___ TEXTE CHOISI

En réaction à ce qui se passait en Europe, le Ministère a commencé à inclure des images sur ces cartes et, à partir de 1897, a permis à des entreprises d’offrir elles aussi des cartes postales.

C’était le début de l’âge d’or de la carte postale.

« C’est devenu une vraie passion chez les Canadiens comme ailleurs dans le monde », affirme M. Beauregard.

PHOTO TIRÉE DE LA COLLECTION DE LA BANQ (BIBLIOTHÈQUE ET ARCHIVES NATIONALES DU QUÉBEC)

Cette carte postale, qui montre un belvédère du mont Royal, aurait été éditée entre 1904 et 1914.

PHOTO TIRÉE DE LA COLLECTION DE LA BANQ (BIBLIOTHÈQUE ET ARCHIVES NATIONALES DU QUÉBEC)

Au début des années 1900, un funiculaire permettait de gravir sans effort le mont Royal.

PHOTO TIRÉE DE LA COLLECTION DE LA BANQ (BIBLIOTHÈQUE ET ARCHIVES NATIONALES DU QUÉBEC)

L’Oratoire Saint-Joseph, autour des années 1910

On peut dire que la carte postale était une démocratisation de l’image. Ça montrait des endroits où on habitait, des activités, de grands personnages de l’époque. Les gens ont commencé à les collectionner, il y avait plein de clubs d’échanges, des publications, des magasins spécialisés.

Yves Beauregard, grand collectionneur de cartes postales

La Première Guerre mondiale a refroidi les ardeurs et il faudra attendre aux années 1950 pour voir une petite reprise. Mais celle-ci n’atteindra jamais la ferveur de l’âge d’or des années passées.

______
___ LES DONNÉES

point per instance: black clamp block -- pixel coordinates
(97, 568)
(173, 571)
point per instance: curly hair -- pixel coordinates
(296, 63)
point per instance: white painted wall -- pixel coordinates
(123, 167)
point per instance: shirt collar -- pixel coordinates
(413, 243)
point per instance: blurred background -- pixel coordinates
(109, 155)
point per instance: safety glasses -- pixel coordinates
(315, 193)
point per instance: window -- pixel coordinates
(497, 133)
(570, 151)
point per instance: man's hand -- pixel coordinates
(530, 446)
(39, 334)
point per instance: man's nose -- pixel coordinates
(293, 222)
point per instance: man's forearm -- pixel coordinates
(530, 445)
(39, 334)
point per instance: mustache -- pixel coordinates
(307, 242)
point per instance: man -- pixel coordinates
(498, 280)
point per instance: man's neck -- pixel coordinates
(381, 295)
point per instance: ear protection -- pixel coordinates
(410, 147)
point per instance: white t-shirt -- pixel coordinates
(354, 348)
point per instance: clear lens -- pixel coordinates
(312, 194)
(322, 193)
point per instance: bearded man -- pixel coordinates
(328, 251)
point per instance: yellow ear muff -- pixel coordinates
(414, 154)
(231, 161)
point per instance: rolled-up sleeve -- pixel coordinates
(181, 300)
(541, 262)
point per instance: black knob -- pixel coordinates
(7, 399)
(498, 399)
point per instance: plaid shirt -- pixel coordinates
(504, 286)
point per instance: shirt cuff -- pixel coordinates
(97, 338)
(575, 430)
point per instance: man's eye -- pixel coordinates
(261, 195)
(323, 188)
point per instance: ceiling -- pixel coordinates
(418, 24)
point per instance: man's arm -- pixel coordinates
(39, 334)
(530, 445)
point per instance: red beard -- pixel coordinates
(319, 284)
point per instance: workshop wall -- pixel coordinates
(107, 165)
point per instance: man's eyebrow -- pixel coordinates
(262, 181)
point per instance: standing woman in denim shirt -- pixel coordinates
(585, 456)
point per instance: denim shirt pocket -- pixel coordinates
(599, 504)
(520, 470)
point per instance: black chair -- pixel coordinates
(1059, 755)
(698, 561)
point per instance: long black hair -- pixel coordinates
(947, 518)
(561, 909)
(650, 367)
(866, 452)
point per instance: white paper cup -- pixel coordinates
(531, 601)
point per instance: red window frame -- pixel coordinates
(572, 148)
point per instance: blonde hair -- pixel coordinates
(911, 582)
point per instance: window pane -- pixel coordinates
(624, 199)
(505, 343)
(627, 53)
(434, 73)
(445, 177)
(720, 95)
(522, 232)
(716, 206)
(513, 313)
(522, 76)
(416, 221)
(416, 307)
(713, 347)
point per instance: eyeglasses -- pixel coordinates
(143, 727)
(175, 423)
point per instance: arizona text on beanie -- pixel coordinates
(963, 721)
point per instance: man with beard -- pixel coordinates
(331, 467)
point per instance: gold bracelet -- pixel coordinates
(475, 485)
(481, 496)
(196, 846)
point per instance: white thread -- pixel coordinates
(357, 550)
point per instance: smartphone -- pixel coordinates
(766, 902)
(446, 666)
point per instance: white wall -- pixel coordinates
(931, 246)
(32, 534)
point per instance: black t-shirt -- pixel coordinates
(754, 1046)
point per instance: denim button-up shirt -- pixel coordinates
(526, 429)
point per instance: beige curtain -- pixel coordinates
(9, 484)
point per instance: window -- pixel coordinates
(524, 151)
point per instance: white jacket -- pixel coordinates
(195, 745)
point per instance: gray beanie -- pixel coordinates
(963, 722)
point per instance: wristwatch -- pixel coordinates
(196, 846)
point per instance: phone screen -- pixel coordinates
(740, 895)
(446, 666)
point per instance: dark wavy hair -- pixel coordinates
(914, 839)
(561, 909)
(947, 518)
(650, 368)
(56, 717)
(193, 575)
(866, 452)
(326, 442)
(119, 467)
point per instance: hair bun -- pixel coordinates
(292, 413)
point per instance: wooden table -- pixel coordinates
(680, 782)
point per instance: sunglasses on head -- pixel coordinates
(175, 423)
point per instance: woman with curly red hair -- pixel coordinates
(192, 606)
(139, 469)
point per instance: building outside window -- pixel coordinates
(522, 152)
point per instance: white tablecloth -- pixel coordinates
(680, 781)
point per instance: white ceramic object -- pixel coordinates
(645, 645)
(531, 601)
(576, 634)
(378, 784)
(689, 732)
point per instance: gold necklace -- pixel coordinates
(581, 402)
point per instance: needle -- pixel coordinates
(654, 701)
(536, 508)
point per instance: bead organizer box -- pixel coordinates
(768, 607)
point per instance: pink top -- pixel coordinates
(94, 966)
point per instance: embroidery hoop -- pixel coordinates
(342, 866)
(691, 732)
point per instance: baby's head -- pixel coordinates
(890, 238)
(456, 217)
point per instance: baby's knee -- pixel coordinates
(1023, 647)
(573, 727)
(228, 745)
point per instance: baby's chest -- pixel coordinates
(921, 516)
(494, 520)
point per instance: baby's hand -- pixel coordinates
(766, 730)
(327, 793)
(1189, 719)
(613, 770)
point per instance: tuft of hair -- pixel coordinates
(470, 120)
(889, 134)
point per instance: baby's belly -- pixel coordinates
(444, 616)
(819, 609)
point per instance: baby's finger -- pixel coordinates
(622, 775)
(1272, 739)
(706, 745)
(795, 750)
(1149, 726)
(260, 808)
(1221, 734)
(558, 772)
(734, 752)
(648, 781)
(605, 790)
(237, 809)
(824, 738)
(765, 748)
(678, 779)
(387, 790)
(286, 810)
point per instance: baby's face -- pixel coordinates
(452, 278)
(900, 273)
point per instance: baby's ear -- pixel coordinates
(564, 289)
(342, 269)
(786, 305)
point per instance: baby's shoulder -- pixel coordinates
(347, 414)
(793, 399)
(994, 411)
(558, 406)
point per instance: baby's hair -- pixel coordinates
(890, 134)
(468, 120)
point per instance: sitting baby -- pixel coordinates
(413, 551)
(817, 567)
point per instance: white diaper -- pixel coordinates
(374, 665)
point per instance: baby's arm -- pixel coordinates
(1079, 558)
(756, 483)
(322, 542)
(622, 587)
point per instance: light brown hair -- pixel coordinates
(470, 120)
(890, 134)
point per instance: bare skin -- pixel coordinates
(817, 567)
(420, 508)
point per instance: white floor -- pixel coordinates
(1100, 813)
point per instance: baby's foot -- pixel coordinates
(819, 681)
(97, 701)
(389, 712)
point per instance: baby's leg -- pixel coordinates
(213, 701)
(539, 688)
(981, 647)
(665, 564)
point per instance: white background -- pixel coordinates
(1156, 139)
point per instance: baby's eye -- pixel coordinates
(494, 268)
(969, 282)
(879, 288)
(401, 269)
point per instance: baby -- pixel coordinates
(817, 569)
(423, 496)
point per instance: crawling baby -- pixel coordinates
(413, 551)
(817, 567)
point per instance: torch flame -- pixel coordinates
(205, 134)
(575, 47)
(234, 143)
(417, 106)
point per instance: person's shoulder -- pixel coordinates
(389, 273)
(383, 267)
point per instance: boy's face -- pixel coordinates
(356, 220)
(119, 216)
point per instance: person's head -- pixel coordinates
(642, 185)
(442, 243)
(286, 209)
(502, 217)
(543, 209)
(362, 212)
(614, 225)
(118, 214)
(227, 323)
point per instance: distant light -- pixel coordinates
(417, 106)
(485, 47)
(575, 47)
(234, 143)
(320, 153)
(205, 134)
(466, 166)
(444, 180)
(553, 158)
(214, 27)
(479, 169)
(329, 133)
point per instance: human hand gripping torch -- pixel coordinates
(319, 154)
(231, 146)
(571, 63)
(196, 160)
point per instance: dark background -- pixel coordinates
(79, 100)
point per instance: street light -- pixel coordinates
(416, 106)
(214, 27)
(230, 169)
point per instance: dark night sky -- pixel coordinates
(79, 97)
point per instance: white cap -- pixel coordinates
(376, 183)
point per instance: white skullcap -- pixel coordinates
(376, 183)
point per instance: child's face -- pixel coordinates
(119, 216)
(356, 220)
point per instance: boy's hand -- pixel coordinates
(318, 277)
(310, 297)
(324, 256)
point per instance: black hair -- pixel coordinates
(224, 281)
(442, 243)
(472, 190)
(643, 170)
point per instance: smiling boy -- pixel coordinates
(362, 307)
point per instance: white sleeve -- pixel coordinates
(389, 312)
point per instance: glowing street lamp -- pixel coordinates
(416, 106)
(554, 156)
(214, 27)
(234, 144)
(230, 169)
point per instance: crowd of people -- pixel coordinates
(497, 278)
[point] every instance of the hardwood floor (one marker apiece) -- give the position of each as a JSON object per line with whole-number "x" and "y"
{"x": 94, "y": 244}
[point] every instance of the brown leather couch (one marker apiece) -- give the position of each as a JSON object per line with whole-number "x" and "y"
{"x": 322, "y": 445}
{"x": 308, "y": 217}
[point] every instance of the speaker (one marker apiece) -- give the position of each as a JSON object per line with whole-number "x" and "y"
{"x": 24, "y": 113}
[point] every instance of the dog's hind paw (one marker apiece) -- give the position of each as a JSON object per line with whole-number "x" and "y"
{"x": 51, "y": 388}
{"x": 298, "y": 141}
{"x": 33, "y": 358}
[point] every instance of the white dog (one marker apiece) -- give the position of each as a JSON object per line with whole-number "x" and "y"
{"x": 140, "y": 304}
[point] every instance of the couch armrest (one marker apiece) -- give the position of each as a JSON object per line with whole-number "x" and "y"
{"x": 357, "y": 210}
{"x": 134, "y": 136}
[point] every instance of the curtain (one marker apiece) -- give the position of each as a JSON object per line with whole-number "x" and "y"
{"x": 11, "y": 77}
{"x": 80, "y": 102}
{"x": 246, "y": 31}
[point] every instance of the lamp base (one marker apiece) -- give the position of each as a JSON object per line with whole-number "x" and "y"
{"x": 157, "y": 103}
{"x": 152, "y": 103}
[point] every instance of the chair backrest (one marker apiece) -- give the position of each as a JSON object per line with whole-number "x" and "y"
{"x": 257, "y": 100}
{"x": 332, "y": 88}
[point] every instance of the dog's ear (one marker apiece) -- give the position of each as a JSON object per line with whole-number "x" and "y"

______

# AVEC CES INFORMATIONS:
1: Recopiez, s'il vous plaît, le passage de l'extrait sur les cartes postales depuis « Au début des » jusqu'à « des années passées. » inclus.
2: Répondez à ces questions d'après l'extrait sur les cartes postales :
(a) À partir de quelle année le Ministère a-t-il permis à des entreprises d'offrir des cartes postales ?
(b) Au début des années 1900, qu'est-ce qui permettait de gravir sans effort le mont Royal ?
(c) Après la Première Guerre mondiale, à quelle époque a-t-on vu une petite reprise ?

# RÉPONSES DANS L'ORDRE:
1:
Au début des années 1900, un funiculaire permettait de gravir sans effort le mont Royal.

PHOTO TIRÉE DE LA COLLECTION DE LA BANQ (BIBLIOTHÈQUE ET ARCHIVES NATIONALES DU QUÉBEC)

L’Oratoire Saint-Joseph, autour des années 1910

On peut dire que la carte postale était une démocratisation de l’image. Ça montrait des endroits où on habitait, des activités, de grands personnages de l’époque. Les gens ont commencé à les collectionner, il y avait plein de clubs d’échanges, des publications, des magasins spécialisés.

Yves Beauregard, grand collectionneur de cartes postales

La Première Guerre mondiale a refroidi les ardeurs et il faudra attendre aux années 1950 pour voir une petite reprise. Mais celle-ci n’atteindra jamais la ferveur de l’âge d’or des années passées.

2:
(a) À partir de 1897.
(b) Un funiculaire.
(c) Dans les années 1950.